Dataset entries
"""

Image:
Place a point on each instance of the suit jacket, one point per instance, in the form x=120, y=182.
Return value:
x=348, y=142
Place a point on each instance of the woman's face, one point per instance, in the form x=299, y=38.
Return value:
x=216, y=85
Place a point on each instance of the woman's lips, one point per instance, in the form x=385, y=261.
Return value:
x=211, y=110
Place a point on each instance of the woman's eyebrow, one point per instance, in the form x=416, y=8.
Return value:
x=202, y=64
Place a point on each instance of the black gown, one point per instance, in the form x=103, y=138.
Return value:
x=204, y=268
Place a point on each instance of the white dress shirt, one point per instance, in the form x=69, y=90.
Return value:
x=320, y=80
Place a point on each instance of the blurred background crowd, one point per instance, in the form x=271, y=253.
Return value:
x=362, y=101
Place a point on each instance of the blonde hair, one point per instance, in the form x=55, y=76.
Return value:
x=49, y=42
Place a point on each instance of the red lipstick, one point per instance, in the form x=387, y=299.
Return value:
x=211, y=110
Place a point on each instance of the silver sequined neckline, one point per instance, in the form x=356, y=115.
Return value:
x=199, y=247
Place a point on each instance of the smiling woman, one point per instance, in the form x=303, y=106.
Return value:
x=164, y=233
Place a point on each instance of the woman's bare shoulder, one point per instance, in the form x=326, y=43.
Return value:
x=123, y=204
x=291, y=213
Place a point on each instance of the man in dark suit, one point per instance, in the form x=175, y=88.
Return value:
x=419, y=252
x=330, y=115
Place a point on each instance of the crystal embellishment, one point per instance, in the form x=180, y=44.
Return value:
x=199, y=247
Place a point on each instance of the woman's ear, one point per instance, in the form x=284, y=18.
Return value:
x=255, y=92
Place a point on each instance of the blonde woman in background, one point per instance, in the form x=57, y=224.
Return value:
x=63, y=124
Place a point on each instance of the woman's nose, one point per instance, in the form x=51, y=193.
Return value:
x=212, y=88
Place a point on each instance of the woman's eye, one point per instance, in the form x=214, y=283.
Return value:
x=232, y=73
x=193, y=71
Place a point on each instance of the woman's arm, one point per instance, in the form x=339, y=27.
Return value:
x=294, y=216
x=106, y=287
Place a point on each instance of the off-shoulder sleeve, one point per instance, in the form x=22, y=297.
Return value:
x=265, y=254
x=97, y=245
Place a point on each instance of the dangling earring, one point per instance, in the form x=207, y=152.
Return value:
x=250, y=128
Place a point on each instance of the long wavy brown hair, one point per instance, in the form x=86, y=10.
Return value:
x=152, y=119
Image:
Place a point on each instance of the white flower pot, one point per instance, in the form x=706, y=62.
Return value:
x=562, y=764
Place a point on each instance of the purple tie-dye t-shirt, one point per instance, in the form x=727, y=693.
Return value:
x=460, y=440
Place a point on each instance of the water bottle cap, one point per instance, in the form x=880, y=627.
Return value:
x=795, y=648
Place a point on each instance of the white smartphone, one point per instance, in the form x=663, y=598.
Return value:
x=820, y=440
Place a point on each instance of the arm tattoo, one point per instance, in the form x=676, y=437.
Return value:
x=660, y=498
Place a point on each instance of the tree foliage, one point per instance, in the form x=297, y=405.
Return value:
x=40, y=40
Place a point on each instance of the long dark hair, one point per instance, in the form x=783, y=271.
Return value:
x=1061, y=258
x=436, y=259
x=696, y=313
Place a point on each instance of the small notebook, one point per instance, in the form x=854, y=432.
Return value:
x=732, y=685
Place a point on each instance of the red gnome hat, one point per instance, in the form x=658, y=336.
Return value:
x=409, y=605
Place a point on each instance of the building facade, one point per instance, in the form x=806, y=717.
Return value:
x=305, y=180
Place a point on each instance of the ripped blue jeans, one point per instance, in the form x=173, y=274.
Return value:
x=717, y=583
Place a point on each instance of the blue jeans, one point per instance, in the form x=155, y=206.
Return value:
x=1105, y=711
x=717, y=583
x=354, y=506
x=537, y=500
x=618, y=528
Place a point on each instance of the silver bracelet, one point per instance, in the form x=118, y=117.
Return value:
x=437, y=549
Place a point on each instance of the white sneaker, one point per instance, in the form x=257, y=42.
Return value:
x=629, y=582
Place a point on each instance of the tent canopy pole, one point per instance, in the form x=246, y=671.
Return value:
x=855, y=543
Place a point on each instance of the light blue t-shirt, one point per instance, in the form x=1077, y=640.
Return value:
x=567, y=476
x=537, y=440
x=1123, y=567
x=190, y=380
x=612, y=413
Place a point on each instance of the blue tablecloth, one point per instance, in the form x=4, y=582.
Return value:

"""

Exercise requirements — Which lines in the entries above contain "white"? Pull each of them out.

Answer to this task —
Place a point on each instance of the white dress shirt, one point per instance, in the form x=69, y=90.
Place a point on each instance of the white flower pot, one point per instance, in the form x=706, y=62.
Place a point on each instance of the white smartphone, one point per instance, in the form x=663, y=598.
Place a point on each instance of the white sneaker, one point per instance, in the form x=257, y=42.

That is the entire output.